_Data in this exercise_
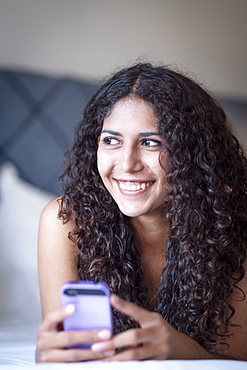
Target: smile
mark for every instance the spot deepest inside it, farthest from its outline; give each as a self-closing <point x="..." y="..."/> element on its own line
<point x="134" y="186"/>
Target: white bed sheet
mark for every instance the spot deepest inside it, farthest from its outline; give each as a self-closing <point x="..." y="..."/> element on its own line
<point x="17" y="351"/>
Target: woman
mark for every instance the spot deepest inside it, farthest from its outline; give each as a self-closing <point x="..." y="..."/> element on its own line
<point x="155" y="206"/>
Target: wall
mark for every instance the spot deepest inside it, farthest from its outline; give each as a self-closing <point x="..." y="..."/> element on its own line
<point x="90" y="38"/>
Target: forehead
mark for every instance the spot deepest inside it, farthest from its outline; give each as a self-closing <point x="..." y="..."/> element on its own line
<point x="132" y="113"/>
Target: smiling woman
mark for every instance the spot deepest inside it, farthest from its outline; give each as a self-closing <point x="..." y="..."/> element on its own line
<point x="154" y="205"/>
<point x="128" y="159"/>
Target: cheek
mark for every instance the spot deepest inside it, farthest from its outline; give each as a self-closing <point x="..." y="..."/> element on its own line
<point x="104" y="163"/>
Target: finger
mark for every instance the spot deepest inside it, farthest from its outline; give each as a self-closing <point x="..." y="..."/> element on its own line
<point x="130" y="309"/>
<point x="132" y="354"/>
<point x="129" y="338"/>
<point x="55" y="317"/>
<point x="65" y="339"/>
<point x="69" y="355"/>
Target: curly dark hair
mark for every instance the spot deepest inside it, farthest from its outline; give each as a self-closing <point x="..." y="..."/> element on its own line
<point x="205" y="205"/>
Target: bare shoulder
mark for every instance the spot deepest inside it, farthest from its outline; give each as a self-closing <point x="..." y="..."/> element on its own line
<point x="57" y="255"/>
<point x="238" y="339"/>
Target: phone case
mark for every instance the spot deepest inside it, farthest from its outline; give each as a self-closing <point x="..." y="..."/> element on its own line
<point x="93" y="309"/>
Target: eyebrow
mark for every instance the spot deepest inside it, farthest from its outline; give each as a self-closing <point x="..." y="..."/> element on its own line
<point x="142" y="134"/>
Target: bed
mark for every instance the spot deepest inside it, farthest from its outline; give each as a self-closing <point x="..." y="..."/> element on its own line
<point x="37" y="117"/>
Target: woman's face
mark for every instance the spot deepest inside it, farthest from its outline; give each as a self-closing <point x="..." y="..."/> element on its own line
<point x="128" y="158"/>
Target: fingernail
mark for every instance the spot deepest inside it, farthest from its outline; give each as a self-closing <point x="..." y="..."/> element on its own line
---
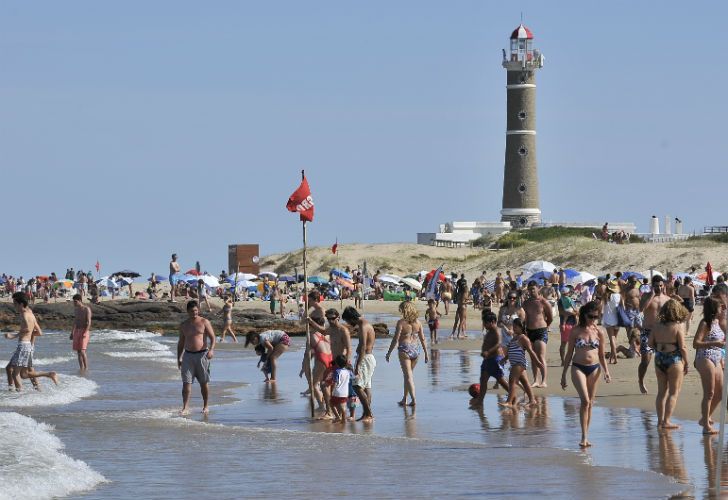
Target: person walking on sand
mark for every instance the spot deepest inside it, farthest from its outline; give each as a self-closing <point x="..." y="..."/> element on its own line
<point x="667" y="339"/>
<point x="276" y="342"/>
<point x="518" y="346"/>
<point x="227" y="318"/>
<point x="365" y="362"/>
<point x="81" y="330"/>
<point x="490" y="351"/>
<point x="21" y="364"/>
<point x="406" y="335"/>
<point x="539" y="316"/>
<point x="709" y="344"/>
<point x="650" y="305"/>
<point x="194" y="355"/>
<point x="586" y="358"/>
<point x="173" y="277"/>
--
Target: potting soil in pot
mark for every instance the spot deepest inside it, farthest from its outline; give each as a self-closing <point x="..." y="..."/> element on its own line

_Your task_
Pick out every line of the data above that contains the word "woman", and copy those lines. Case counts.

_Completed task_
Target: woman
Target: smiling woman
Target: woman's face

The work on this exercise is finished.